Aim of the task: Among the entries below, only the lines starting at the one with "Note to the class: we label each instance of the dock" and ending at the one with "Note to the class: we label each instance of the calm", both included, are to be printed exactly.
##### Provided information
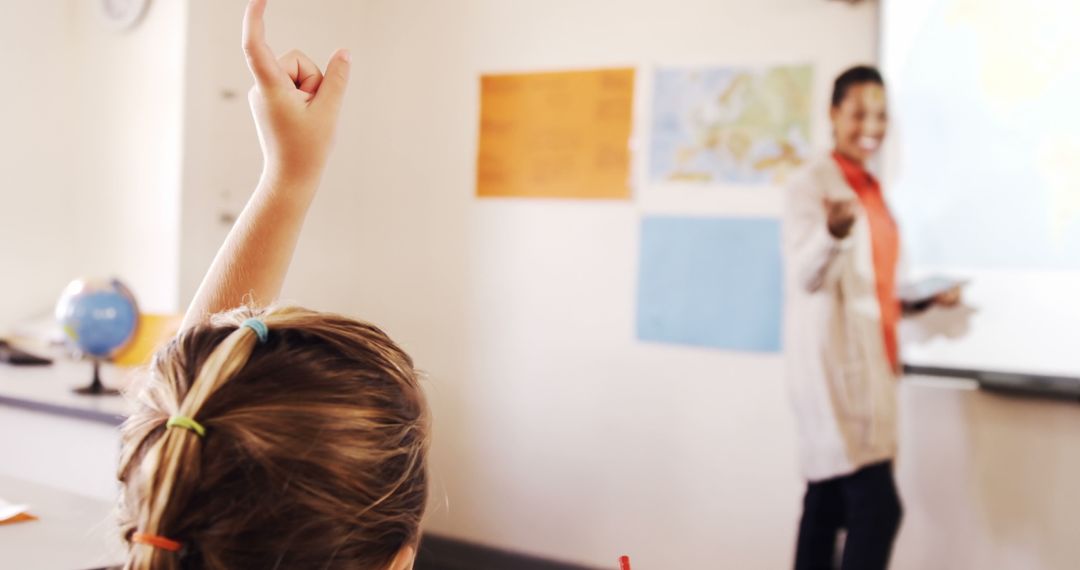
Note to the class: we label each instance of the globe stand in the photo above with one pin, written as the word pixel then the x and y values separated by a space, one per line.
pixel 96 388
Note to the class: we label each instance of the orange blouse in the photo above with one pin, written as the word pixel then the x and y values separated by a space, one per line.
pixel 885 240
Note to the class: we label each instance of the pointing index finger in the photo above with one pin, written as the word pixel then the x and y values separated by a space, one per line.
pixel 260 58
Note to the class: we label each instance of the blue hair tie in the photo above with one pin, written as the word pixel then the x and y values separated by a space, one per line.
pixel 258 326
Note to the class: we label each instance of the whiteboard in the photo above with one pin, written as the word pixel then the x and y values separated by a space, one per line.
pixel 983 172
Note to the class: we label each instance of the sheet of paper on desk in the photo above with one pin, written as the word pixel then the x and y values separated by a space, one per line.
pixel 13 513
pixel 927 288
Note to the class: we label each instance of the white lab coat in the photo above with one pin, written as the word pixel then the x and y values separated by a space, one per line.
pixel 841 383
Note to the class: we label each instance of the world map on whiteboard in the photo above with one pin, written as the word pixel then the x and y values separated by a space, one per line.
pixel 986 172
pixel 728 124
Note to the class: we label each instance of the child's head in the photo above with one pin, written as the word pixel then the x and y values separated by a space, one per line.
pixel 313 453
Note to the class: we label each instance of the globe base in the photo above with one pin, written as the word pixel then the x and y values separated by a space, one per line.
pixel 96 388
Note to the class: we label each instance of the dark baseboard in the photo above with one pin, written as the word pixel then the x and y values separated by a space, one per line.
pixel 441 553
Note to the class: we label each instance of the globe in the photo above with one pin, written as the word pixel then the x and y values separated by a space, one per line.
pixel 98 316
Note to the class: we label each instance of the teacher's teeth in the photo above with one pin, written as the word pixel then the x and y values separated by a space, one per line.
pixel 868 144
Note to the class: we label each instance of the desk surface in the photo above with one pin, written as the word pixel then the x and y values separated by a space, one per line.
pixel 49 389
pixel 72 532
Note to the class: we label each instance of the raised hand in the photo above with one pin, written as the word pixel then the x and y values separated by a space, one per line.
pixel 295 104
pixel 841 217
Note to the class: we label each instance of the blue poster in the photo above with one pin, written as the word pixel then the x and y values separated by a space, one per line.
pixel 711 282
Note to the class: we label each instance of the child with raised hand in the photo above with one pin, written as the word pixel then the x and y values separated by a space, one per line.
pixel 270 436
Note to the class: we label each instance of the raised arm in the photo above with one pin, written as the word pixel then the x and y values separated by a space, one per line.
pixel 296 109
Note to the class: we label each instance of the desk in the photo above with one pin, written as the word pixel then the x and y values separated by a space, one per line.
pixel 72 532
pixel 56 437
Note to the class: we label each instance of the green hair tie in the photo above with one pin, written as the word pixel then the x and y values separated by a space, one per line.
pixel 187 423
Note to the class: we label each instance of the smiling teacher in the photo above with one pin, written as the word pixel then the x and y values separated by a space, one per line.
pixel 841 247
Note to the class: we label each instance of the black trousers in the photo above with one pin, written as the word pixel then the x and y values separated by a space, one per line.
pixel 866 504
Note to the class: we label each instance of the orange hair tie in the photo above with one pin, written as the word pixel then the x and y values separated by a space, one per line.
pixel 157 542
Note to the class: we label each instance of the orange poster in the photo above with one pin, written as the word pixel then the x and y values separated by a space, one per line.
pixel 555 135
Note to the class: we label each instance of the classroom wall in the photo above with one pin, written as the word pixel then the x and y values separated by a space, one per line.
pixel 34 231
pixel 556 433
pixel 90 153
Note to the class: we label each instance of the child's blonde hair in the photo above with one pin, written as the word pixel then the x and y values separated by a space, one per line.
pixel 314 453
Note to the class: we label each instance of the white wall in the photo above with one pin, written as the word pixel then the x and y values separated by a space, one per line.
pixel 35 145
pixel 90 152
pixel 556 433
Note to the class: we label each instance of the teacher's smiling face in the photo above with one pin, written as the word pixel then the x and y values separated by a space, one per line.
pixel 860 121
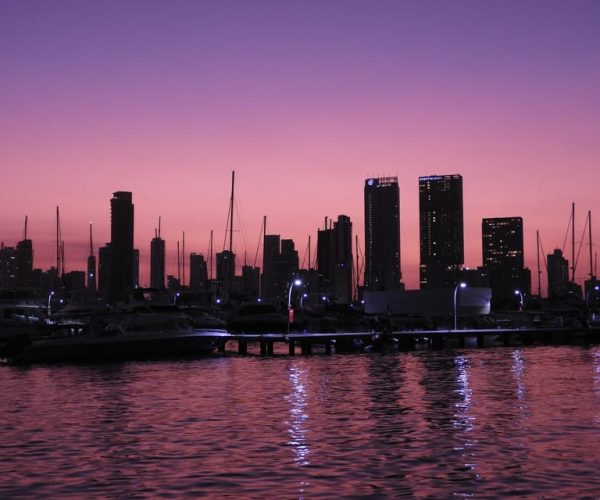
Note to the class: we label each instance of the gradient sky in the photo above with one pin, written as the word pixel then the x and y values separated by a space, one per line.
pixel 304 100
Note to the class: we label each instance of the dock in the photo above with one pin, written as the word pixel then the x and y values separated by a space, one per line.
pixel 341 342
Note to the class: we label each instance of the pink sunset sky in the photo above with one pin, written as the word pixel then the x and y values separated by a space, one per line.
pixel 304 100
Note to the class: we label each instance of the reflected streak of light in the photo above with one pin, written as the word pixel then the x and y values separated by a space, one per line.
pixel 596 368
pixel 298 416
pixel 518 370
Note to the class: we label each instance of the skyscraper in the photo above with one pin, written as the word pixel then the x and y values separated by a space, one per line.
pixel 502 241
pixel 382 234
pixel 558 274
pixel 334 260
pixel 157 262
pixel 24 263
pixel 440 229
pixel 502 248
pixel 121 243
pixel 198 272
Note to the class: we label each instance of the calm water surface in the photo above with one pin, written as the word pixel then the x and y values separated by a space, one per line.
##########
##### Provided information
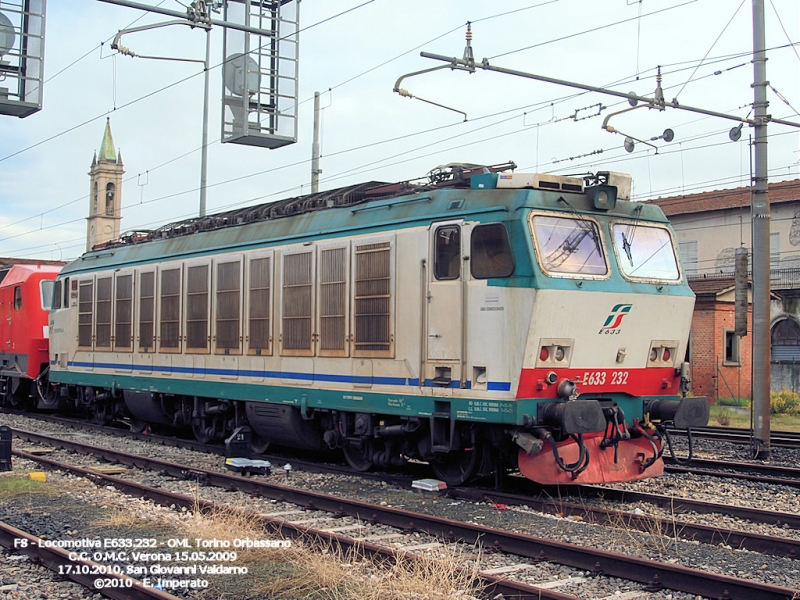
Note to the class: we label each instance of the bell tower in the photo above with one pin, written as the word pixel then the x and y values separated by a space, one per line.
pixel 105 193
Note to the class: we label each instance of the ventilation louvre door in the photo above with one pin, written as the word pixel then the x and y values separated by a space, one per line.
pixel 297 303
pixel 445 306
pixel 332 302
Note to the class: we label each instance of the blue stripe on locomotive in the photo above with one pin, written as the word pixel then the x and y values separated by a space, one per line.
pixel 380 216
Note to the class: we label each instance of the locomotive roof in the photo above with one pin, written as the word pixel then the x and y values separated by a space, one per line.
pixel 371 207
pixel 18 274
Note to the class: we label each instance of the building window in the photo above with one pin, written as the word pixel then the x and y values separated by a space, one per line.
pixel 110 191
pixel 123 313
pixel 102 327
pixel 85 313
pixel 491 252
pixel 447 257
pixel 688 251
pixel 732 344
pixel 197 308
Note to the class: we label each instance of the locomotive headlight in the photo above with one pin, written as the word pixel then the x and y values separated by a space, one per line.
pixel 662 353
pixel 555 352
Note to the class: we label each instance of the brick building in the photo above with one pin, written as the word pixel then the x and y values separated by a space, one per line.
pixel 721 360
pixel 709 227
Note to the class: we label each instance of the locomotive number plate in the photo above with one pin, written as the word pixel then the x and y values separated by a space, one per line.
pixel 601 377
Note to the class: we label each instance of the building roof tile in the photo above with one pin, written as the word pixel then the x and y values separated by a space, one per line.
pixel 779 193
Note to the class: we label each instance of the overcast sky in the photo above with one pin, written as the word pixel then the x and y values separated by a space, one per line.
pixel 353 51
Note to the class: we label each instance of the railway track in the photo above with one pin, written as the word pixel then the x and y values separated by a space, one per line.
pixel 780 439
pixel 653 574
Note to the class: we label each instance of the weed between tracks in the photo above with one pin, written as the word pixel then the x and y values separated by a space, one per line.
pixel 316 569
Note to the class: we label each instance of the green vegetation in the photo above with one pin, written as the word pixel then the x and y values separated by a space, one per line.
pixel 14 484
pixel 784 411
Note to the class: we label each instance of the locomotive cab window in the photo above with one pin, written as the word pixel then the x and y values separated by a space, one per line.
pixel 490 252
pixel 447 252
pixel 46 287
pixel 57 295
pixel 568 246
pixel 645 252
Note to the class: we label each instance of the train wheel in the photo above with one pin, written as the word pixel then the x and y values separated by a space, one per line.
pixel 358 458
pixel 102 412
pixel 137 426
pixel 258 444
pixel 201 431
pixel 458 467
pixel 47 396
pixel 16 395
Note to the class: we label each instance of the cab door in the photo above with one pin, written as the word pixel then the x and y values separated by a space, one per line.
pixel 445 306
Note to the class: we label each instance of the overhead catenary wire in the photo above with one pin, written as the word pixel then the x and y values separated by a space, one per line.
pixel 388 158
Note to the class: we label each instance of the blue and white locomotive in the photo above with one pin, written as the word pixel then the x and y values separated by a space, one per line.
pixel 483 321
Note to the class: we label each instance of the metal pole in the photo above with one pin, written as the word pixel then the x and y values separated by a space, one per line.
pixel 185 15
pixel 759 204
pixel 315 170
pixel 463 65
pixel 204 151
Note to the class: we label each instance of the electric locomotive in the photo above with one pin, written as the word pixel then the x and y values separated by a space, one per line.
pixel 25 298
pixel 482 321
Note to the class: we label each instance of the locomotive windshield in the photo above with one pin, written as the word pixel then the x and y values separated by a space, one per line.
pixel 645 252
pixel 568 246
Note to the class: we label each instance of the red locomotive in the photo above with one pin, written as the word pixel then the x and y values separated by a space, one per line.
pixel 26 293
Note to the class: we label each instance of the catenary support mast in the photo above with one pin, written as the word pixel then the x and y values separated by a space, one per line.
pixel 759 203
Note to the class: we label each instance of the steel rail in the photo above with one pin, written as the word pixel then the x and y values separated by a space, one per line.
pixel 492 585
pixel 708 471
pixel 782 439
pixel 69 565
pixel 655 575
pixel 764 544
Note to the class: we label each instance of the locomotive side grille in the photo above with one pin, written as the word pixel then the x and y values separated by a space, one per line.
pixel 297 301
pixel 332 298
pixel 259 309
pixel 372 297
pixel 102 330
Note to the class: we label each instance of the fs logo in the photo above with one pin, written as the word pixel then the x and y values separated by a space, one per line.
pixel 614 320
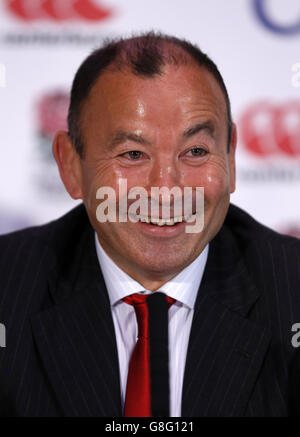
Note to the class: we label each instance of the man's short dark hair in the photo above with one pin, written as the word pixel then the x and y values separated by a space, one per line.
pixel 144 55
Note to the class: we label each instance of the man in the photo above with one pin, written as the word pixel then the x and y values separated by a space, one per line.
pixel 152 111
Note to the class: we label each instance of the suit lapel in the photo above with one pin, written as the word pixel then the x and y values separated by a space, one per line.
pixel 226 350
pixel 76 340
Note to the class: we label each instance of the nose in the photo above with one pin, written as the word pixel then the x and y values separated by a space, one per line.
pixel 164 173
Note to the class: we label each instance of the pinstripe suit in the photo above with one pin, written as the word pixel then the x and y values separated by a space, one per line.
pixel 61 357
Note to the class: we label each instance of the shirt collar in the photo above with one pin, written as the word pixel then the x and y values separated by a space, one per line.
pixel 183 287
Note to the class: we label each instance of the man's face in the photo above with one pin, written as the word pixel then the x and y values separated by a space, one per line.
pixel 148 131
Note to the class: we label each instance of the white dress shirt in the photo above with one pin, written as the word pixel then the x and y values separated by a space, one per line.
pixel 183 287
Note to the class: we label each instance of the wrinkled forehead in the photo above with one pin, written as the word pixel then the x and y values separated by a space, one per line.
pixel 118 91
##########
Result for this exercise:
Note to the class: we label each instance of the dock in the photo above with one pin, written as the word pixel then the x and y values separated by a space, one per line.
pixel 341 342
Note to the class: we label each instance of the pink sunset sky in the photo above with one pin, written as the word pixel then the x and y values separated by a space, one per line.
pixel 304 100
Note to the class: we label each instance of the reflected streak of light in the photo above with one pin, written as the word pixel then the x and y values separated by a space, one per line.
pixel 596 368
pixel 298 416
pixel 518 370
Note to the class: we label each instance of the skyscraper in the photo above with one pin, written as the word pixel then the x and y values separated by a space, one per line.
pixel 502 241
pixel 382 234
pixel 558 274
pixel 334 260
pixel 157 262
pixel 24 263
pixel 440 229
pixel 502 248
pixel 121 243
pixel 198 272
Note to the class: we label each instance of the calm water surface in the photo above with one pin, written as the word pixel then the x and y values separated by a space, one per line.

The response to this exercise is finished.